- **Given text**:
=-=-=
Upfront: Walt Disney Co. tries to go beyond Nielsen ratings
Walt Disney Co. is trying to get inside the minds of television viewers.
The Burbank-based entertainment company, with its profitable ESPN and ABC networks, said Tuesday that it was developing an "emerging media and advertising research lab" to try to figure out why people watch the shows they do.
ABC made the announcement as part of its presentation to advertisers in New York City to kick off the industry's springtime television sales season. ESPN entertained advertisers this morning, and ABC is scheduled to unveil its fall schedule this afternoon.
The new research center will be based in Austin, Texas, and will test a variety of advertising practices to discern how receptive consumers are to products that are integrated into shows, whether people pay attention to split screens and how they watch programs on small mobile devices. Disney did not say when the center would open.
The effort is part of a company-wide campaign to bring its advertising sales strategy into the 21st century because behavioral research about consumers is becoming increasingly available with the transition to digital television. Now, television networks have second-by-second viewing data available, through Nielsen Media Research, TiVo and cable television operators, which should help them analyze viewers' TV consumption choices.
=-=-=
[Location labeling records]

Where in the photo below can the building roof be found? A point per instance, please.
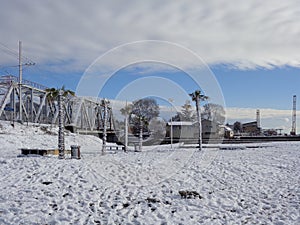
(181, 123)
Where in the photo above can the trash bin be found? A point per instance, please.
(136, 147)
(75, 152)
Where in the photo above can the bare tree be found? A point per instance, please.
(197, 97)
(142, 112)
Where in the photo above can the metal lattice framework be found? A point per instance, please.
(80, 113)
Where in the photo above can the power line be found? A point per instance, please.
(14, 53)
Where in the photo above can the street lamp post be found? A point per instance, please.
(171, 131)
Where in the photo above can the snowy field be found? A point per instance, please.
(257, 185)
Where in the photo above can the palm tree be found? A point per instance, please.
(197, 97)
(126, 111)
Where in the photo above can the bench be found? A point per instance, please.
(114, 147)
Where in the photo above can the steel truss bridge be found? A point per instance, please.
(81, 114)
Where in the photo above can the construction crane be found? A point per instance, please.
(293, 131)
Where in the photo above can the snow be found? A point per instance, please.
(240, 186)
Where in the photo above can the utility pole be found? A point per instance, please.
(197, 97)
(293, 131)
(258, 121)
(105, 105)
(171, 131)
(61, 137)
(126, 128)
(20, 81)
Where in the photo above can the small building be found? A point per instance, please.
(189, 130)
(251, 128)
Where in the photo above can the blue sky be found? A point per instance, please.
(252, 48)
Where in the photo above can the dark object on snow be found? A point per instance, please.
(47, 182)
(189, 194)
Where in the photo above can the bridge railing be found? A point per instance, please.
(8, 79)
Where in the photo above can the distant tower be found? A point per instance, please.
(258, 118)
(293, 131)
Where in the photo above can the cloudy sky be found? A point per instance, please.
(252, 47)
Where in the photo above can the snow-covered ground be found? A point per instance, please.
(241, 186)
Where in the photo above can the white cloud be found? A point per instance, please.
(243, 34)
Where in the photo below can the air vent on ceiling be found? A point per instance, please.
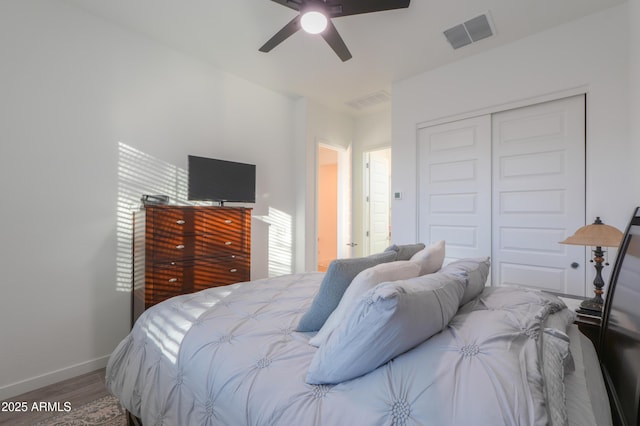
(370, 100)
(468, 32)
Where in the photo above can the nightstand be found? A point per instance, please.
(589, 325)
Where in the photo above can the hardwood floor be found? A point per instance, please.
(76, 392)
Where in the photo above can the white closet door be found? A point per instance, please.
(539, 195)
(379, 201)
(454, 186)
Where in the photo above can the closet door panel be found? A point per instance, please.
(454, 186)
(539, 195)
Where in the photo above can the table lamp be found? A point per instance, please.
(596, 235)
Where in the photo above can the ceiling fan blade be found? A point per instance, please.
(287, 31)
(291, 4)
(356, 7)
(335, 41)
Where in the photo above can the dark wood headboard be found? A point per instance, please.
(620, 333)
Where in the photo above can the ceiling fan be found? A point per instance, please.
(315, 18)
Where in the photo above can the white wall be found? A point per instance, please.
(72, 87)
(591, 54)
(372, 131)
(634, 95)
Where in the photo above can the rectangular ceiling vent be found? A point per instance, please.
(370, 100)
(469, 32)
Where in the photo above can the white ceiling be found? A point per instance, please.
(386, 46)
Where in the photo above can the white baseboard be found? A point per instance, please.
(18, 388)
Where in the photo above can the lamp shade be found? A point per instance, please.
(597, 235)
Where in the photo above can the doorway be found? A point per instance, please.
(377, 209)
(333, 204)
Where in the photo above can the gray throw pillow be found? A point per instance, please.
(388, 320)
(477, 272)
(405, 251)
(338, 277)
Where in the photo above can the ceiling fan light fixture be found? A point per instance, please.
(313, 22)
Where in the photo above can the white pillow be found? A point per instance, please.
(430, 258)
(386, 322)
(363, 282)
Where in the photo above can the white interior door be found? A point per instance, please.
(454, 186)
(378, 200)
(539, 195)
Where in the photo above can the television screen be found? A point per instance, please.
(221, 180)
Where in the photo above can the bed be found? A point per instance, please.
(403, 345)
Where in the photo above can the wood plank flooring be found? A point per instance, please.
(77, 391)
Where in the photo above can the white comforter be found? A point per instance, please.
(231, 356)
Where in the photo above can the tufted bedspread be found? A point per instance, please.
(230, 356)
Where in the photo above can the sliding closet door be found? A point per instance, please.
(539, 195)
(454, 186)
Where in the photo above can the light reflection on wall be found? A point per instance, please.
(280, 242)
(140, 173)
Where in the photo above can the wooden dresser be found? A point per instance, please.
(182, 249)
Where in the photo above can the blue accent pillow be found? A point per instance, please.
(338, 277)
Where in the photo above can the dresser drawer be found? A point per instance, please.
=-=-=
- **To be done**:
1. According to the Disney research article, in which city will the new research center be based?
2. Print the portion of the Disney research article starting with "ABC made the" and going on through "center would open.".
3. Carry on the article about Disney's advertising research lab from its last sentence.
The data has nothing to do with what comes next.

- **Answers to the exercises**:
1. Austin, Texas.

2.
ABC made the announcement as part of its presentation to advertisers in New York City to kick off the industry's springtime television sales season. ESPN entertained advertisers this morning, and ABC is scheduled to unveil its fall schedule this afternoon.
The new research center will be based in Austin, Texas, and will test a variety of advertising practices to discern how receptive consumers are to products that are integrated into shows, whether people pay attention to split screens and how they watch programs on small mobile devices. Disney did not say when the center would open.

3.
Mike Shaw, ABC's advertising sales president, separately said that his team has developed a new metrics tool that he called the "advertising value index" that he said should help corporate advertisers figure out what shows have the greatest appeal to their targeted consumers.
"We want to take a deeper dive into the audience itself," Shaw told reporters at an early morning news conference at the ABC offices on Manhattan's Upper West Side. "We think this is kind of a step forward and I think the market will embrace it."
Advertisers spend billions of dollars each year buying commercials based on limited information about the audience that is watching. Buying decisions, and networks' commercial rates, have largely been based on whether a show appeals to a large swath of consumers that, for example, fall within the 18-to- 49-year-old age group or whether a show's audience skews male or female.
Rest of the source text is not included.